Text for analysis →
=== Section Start ===

/Knowledge-base-for-Word-Prediction

we will generate a knowledge-base for Hebrew word-prediction system, based on Google 3-Gram Hebrew dataset, using Amazon Elastic Map-Reduce (EMR).

Primary LanguageJavaGNU General Public License v3.0GPL-3.0

Knowledge-base-for-Word-Prediction

Project By Roy Ash & Amit Binenfeld.

Project Description:

We will generate a knowledge-base for Hebrew word-prediction system, based on Google 3-Gram Hebrew dataset, using Amazon Elastic Map-Reduce (EMR). The produced knowledge-base indicates the probability of each word trigram found in the corpus. In addition, We examined the quality of our algorithm according to statistic measures and manual analysis.

Running instructions:

Look at https://aws.amazon.com/datasets/google-books-ngrams/ for possible values.

  1. Create an S3 bucket.
  2. Compile the project and create a jar with il/co/dsp211/assignment2/steps/step1/EMR.java as your main class.
  3. Upload your jar to your S3 bucket.
  4. Fill config.properties file with the followings:
    1. bucketName - The name of your bucket you've created at step 1, for saving temporary and final results and logs.

=== Section End ===

Stored data:
=== Section Start ===

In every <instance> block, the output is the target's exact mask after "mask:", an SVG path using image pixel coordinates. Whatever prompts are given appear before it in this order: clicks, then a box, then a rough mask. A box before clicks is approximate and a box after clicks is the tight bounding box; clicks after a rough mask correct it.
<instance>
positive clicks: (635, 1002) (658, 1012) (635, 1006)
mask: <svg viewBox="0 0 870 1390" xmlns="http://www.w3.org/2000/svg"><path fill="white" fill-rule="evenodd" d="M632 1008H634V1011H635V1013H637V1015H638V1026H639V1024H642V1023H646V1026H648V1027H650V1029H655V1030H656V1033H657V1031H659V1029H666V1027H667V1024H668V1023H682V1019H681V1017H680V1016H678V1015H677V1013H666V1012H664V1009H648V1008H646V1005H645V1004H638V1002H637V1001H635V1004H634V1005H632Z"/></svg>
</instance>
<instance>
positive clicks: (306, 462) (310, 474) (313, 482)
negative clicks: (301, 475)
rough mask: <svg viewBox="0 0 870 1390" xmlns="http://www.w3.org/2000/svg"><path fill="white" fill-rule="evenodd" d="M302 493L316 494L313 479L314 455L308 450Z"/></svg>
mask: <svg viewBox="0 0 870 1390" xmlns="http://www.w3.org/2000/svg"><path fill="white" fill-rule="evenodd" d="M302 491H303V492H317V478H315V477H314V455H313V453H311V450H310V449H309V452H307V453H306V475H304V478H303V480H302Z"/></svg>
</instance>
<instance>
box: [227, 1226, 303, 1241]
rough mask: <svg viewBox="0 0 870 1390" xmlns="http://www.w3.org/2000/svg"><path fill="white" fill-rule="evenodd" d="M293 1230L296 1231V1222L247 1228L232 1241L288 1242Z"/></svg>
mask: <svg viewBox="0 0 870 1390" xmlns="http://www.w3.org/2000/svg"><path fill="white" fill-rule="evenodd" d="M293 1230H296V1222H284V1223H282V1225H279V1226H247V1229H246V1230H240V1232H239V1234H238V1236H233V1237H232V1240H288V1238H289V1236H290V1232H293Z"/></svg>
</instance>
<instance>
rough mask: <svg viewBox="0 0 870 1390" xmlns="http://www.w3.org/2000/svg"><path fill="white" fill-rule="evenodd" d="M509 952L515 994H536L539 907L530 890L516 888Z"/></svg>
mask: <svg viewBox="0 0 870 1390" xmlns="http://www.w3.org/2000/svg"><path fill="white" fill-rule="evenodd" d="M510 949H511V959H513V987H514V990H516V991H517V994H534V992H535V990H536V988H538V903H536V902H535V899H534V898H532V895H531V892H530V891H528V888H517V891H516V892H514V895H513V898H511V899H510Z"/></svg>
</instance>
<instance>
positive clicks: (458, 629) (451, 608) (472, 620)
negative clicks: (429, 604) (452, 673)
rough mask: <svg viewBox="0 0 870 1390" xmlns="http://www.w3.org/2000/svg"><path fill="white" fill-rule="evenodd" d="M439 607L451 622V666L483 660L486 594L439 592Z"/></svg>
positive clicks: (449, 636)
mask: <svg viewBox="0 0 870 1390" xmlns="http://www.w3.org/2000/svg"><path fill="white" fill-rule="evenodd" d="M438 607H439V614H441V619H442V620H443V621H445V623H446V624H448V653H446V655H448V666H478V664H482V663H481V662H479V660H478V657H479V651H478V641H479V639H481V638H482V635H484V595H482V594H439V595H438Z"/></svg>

=== Section End ===

Exercise requirements →
• 1. Decide whether each statement below agrees with the word-prediction project description, answering yes or no for (a), (b) and (c) and quoting the deciding words of the text: (a) The knowledge-base is built from the Google 3-Gram Hebrew dataset. (b) The jar should use a class in the step2 folder as its main class. (c) The project was made by a single person.
• 2. Carry on the word-prediction project description from its last line.
The stored data items have nothing to do with the tasks here.

Answers to the exercises →
• 1.
(a) Yes: "based on Google 3-Gram Hebrew dataset"
(b) No: "il/co/dsp211/assignment2/steps/step1/EMR.java as your main class"
(c) No: "Project By Roy Ash & Amit Binenfeld."

• 2.
    2. isWithCombiners - With one of the following options:
      • TRUE - If you want to run this cluster with combiners.
      • FALSE - If you want to run this cluster without combiners.
      • BOTH - If you want to run both options, in such case this program will create 2 folders for the products of this program, one for each option.
    3. jarFileName - The name of the jar you've created at step 2 without extension.
    4. instanceCount - The number of EC2 instances in the cluster.
    5. region - The region of your cluster you want to create.
    6. singleLetterInAWordRegex - A regex expression, that determains what are the legal characters in a word.
    7. wordsBucket - The bucket containing the records in "short" form, i.e heb-all or eng-us-all.
  5. Run il/co/dsp211/assignment2/Main.java.
  6. The final output will be presented inside FinalOutput folder.

Map-Reduce Program Flow:

Step 1: Filter & Divide

  • For each record we're checking if it consists of 3 words (TriGram) with hebrew letters without special characters in order to evaluate a valid trigram entities.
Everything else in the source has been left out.